[begin EXTRACTED RECORDS]

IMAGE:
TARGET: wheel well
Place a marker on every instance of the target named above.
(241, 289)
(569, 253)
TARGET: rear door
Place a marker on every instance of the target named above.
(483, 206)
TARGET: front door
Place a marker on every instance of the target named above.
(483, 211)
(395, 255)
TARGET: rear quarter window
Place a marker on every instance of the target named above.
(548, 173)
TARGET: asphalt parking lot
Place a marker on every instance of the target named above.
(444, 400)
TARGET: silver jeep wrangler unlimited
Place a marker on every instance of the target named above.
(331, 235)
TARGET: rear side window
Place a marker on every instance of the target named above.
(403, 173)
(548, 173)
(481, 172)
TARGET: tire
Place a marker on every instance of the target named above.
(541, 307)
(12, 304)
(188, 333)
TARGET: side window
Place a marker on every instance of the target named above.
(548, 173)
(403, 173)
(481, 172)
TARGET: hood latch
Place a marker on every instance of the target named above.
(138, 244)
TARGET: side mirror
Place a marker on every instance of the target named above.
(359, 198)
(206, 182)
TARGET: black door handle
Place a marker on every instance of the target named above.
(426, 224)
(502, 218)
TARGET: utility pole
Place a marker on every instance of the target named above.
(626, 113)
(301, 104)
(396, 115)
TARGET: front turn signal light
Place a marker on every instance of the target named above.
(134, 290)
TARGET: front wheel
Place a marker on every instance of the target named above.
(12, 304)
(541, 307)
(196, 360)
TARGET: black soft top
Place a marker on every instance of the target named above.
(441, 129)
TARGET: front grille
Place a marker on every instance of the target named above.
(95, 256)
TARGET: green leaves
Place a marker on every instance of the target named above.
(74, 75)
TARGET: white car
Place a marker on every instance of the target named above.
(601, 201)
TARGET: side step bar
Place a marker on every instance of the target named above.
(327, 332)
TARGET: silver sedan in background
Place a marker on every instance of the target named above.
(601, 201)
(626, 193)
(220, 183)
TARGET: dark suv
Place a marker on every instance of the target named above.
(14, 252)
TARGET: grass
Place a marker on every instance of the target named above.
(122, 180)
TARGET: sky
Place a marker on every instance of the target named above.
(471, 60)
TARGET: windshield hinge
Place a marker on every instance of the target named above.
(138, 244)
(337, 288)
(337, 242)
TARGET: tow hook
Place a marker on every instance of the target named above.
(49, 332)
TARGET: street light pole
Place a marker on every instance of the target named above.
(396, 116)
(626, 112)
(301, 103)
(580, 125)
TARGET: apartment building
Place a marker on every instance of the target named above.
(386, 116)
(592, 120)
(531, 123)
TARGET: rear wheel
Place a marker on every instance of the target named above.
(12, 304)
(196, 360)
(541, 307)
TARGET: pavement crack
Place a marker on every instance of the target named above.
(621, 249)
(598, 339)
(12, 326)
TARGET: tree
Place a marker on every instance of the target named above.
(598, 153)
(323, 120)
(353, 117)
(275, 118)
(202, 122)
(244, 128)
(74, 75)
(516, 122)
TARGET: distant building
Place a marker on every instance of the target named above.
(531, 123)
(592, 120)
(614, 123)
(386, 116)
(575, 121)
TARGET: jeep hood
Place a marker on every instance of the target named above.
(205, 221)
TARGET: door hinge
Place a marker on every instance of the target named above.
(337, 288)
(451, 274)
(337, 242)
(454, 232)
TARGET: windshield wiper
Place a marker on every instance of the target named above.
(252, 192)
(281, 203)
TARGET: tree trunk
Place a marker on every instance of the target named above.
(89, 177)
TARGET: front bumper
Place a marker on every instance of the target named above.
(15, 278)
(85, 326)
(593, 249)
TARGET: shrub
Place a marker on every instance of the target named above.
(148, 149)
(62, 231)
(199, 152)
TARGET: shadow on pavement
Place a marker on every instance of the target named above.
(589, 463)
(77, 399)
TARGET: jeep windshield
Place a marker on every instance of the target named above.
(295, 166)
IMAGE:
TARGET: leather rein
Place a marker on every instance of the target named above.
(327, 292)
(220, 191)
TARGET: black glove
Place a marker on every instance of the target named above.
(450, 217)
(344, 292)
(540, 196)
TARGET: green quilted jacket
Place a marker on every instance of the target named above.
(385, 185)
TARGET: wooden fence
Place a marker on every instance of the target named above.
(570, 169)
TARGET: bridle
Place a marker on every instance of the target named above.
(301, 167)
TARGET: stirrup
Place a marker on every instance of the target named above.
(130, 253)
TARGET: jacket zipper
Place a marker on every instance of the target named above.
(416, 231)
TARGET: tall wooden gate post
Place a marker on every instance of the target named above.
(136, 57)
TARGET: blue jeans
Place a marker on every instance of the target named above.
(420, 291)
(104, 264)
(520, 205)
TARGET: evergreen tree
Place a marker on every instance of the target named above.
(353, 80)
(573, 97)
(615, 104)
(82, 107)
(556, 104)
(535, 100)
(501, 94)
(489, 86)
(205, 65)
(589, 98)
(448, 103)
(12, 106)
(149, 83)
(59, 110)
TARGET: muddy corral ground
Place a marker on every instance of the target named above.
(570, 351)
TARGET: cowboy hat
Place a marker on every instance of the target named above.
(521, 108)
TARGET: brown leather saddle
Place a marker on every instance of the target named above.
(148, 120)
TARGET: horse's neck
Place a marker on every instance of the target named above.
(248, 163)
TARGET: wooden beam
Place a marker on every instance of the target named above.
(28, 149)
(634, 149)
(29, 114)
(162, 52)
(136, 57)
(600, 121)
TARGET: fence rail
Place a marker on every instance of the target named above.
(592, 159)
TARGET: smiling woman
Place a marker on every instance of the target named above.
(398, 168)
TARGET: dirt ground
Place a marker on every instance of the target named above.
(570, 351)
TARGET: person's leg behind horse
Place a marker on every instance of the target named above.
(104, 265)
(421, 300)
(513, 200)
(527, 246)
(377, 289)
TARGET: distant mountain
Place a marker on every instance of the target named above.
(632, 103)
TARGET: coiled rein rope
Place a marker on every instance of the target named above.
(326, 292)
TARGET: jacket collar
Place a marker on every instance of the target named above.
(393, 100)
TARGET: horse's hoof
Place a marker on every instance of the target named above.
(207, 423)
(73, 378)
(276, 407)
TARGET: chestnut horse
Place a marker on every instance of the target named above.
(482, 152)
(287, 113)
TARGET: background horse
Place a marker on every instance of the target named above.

[end EXTRACTED RECORDS]

§ WHAT IS EXPECTED
Each line in the material above must be retyped without alteration.

§ FINISHED ANSWER
IMAGE:
TARGET: wheel well
Place a marker on every instance of the target named above.
(241, 289)
(569, 253)
TARGET: rear door
Place a marker on every instance of the target named above.
(483, 206)
TARGET: front door
Place a marker on every instance of the target named above.
(483, 211)
(395, 255)
TARGET: rear quarter window
Place a marker on every instance of the target named above.
(548, 173)
TARGET: asphalt parking lot
Place a marker on every instance of the target named above.
(444, 400)
TARGET: silver jeep wrangler unlimited
Place a marker on every instance of the target named above.
(331, 235)
TARGET: rear side window
Place a marker on every instance of the target named above.
(403, 173)
(548, 173)
(481, 172)
TARGET: tire
Place a marker on every instance of the target named above.
(541, 307)
(12, 304)
(188, 333)
TARGET: side window
Place a marker on every instance of the target named above.
(548, 173)
(403, 173)
(481, 172)
TARGET: hood latch
Place a marker on every instance of the target named above.
(138, 244)
TARGET: side mirror
Place a marker on every instance of the target named above.
(359, 198)
(206, 182)
TARGET: black door handle
Place a marker on every instance of the target named above.
(426, 224)
(502, 218)
TARGET: utility pole
Place a marker on every instance of the target named above.
(626, 113)
(301, 104)
(396, 115)
TARGET: front turn signal light
Place a marker on every instance of the target named above.
(134, 290)
TARGET: front wheel
Place a marker on every instance of the target named above.
(12, 304)
(541, 307)
(196, 360)
TARGET: black soft top
Place a marker on every instance of the target named above.
(441, 129)
TARGET: front grille
Place a marker on every instance of the target named above.
(95, 256)
TARGET: green leaves
Place a marker on every instance of the target named above.
(74, 75)
TARGET: white car
Place a marker on every instance of the target named above.
(601, 201)
TARGET: side step bar
Place a marker on every instance of the target named above.
(327, 332)
TARGET: silver sedan in background
Place a marker on every instance of the target named above.
(601, 201)
(626, 193)
(220, 183)
TARGET: dark suv
Place a marker on every instance of the target named above.
(14, 252)
TARGET: grass
Place a marker on every instance of the target named above.
(122, 180)
TARGET: sky
Place a marker on every instance of the target named above.
(471, 60)
TARGET: windshield hinge
Place a marker on every instance of the target named above.
(138, 244)
(337, 288)
(337, 242)
TARGET: tow hook
Place a marker on every instance of the target named above.
(49, 332)
TARGET: street light pole
Place a marker on every instance of the target named above.
(396, 116)
(626, 112)
(301, 103)
(580, 125)
TARGET: apartment building
Place a marker on every instance of the target named above.
(386, 116)
(592, 120)
(531, 123)
TARGET: rear wheel
Place a marker on every instance of the target named above.
(12, 304)
(196, 360)
(541, 307)
TARGET: pavement crack
Place a marker on every instance of the target named above.
(621, 249)
(598, 339)
(12, 326)
TARGET: tree
Place a marker on every instance of the target named above.
(598, 153)
(323, 120)
(353, 117)
(275, 118)
(202, 122)
(244, 128)
(74, 75)
(516, 122)
TARGET: distant building
Place a marker on every instance of the target named above.
(531, 123)
(592, 120)
(614, 123)
(386, 116)
(575, 121)
TARGET: jeep hood
Place a marker on every instance of the target named above.
(205, 221)
TARGET: door hinge
Place a marker on every instance of the target named above.
(337, 288)
(451, 274)
(337, 242)
(454, 232)
TARGET: windshield wiper
Place a marker on every instance of the target named above.
(252, 192)
(281, 203)
TARGET: tree trunk
Place a marker on every instance of the target named above.
(89, 177)
TARGET: front bumper
Place a marker on every instance of the target named above.
(15, 278)
(85, 326)
(593, 249)
TARGET: shrub
Place a marker on every instance of the target named above.
(148, 149)
(62, 231)
(199, 152)
TARGET: shadow on pavement
Place a marker on every instance of the target named above.
(589, 463)
(77, 399)
TARGET: jeep windshield
Place a marker on every instance of the target named above.
(295, 166)
IMAGE:
TARGET: leather rein
Place a marker on every instance of the target named above.
(327, 292)
(220, 191)
TARGET: black glove
Place a marker on every instance of the target named above.
(450, 217)
(344, 292)
(540, 196)
TARGET: green quilted jacket
Place a marker on every instance of the target named above.
(385, 185)
TARGET: wooden fence
Place a marker on every instance of the target named above.
(570, 169)
TARGET: bridle
Place a marker on every instance of the target named above.
(301, 167)
TARGET: stirrup
Place a marker on every instance of the target named above.
(130, 253)
TARGET: jacket zipper
Place a marker on every instance of the target named above.
(416, 231)
TARGET: tall wooden gate post
Place a marker on every instance of the target named above.
(136, 57)
TARGET: blue jeans
Place a marker on every instance of the target named above.
(420, 291)
(104, 264)
(520, 205)
TARGET: evergreen tree
Place a marker on every instance of the target named above.
(353, 80)
(573, 97)
(615, 104)
(82, 107)
(556, 104)
(535, 100)
(501, 94)
(489, 86)
(205, 65)
(589, 98)
(448, 103)
(12, 106)
(149, 83)
(59, 110)
TARGET: muddy corral ground
Place a marker on every instance of the target named above.
(570, 351)
TARGET: cowboy hat
Place a marker on every instance of the target named above.
(521, 108)
TARGET: brown leather saddle
Place a marker on every instance of the target named above.
(148, 120)
TARGET: horse's neck
Place a marker on every instance of the target named above.
(248, 163)
TARGET: wooden beam
Place a marker on every instance of the target named above.
(28, 149)
(634, 149)
(29, 114)
(162, 52)
(136, 57)
(600, 121)
TARGET: fence rail
Place a marker on every instance of the target named above.
(592, 159)
TARGET: smiling woman
Place a marker on every instance of the target named above.
(398, 168)
TARGET: dirt ground
Place a marker on every instance of the target named above.
(570, 351)
TARGET: person's leg behind horse
Place a marker on every instance of the target named above.
(104, 265)
(421, 300)
(513, 200)
(527, 246)
(377, 289)
TARGET: distant mountain
Place a marker on every instance of the target named above.
(632, 103)
TARGET: coiled rein rope
Place a marker on every instance of the target named above.
(326, 292)
TARGET: jacket collar
Place a marker on every instance of the target named above.
(393, 100)
TARGET: horse's hoof
Place a marker on every instance of the target named above.
(207, 423)
(73, 378)
(276, 407)
TARGET: chestnut horse
Place a marker on every instance of the target named above.
(482, 152)
(287, 113)
TARGET: background horse
Place a marker on every instance of the target named above.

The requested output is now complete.